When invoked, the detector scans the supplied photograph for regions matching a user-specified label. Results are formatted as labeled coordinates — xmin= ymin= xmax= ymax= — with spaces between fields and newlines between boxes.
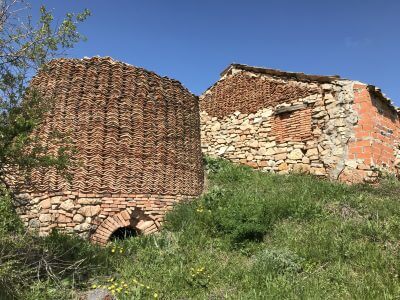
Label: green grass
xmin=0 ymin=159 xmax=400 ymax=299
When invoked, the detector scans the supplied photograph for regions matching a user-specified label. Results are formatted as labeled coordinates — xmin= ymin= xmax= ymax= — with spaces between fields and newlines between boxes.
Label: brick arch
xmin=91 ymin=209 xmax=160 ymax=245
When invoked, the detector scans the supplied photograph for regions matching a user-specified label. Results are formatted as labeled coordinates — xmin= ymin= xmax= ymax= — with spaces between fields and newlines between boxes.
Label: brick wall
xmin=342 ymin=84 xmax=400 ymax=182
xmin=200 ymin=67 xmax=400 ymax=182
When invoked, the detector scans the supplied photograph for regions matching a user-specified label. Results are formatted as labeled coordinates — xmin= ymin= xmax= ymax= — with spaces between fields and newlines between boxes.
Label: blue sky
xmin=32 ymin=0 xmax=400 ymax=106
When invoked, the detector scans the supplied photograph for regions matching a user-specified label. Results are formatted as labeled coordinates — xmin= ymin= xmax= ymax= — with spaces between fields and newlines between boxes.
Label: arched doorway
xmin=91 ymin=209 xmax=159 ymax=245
* * *
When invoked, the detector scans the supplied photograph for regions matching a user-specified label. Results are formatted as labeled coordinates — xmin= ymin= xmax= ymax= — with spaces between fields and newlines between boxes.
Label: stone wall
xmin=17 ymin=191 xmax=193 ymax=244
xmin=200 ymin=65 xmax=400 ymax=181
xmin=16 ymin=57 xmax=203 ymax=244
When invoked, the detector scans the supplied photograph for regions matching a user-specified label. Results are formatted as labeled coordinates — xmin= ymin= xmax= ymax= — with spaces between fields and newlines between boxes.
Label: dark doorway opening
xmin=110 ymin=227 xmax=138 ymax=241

• **Exercise instructions**: Report every line of the data above that contains the word "doorway", copying each line in full.

• **Written response**:
Label: arched doorway
Label: dark doorway opening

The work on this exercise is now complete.